GEKOZEN TEKST
Artikel 16 van de Landsverordening administratieve rechtspraak (hierna: Lar), voor zover hier van belang, luidt:
"1. De termijn voor het indienen van een beroepschrift bedraagt zes weken. Deze termijn vangt aan op de dag na die waarop de beschikking is gegeven.
2. De dag waarop de beschikking is verzonden of uitgereikt, geldt als de dag waarop deze is gegeven.
[…]
4. Wanneer het beroepschrift na afloop van de daarvoor gestelde termijn is ingediend, blijft niet-ontvankelijkverklaring op grond daarvan achterwege, indien de indiener aantoont dat de termijnoverschrijding het gevolg is van niet aan hem toe te rekenen bijzondere omstandigheden en dat hij het beroep heeft ingesteld zo spoedig als dit redelijkerwijs verlangd kon worden."

VERZAMELDE GEGEVENS

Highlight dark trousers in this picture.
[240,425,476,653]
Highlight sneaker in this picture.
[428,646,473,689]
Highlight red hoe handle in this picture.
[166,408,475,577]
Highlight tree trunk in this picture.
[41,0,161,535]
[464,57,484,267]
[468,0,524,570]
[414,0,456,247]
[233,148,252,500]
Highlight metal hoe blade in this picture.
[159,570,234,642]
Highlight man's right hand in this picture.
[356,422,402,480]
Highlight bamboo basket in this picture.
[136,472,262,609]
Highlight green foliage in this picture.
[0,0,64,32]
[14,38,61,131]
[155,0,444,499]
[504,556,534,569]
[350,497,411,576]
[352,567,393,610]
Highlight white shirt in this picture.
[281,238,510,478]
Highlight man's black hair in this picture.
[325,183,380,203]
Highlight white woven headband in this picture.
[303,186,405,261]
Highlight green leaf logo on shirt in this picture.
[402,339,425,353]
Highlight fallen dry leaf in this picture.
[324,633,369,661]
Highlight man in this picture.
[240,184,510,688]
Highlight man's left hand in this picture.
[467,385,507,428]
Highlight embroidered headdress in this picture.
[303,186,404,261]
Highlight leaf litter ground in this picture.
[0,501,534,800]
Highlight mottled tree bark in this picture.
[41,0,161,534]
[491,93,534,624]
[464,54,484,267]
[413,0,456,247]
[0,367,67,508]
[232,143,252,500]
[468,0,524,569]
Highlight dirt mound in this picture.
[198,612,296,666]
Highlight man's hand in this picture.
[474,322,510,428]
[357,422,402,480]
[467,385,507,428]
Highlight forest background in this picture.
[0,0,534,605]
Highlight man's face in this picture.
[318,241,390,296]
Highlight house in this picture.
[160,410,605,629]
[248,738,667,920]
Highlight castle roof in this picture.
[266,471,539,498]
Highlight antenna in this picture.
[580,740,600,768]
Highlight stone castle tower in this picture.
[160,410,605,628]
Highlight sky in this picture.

OPDRACHTEN
a: Hoeveel tijd heeft iemand volgens de tekst over de beroepstermijn om een beroepschrift in te dienen?
b: Schrijf de tekst over de beroepstermijn verder vanaf het punt waar die nu ophoudt.

ANTWOORDEN
a: Zes weken.

b:
3.2.
Het Hof overweegt dat de beroepstermijn op grond van artikel 16, eerste en tweede lid, van de Lar gaat lopen op de dag nadat de beschikking is verzonden of uitgereikt. Anders dan [appellante] denkt, gaat het niet om de verzending of uitreiking aan haar, maar om de verzending of uitreiking aan de aanvrager van de vergunning, in dit geval OVO. Met het Gerecht gaat het Hof ervan uit dat de sloopvergunning uiterlijk op 30 september 2021 aan OVO is uitgereikt. Daarvan uitgaande is de beroepstermijn een dag later op 1 oktober 2021 aangevangen en zes weken later op 11 november 2021 geëindigd. [appellante] heeft dus buiten de beroepstermijn een beroepschrift ingediend.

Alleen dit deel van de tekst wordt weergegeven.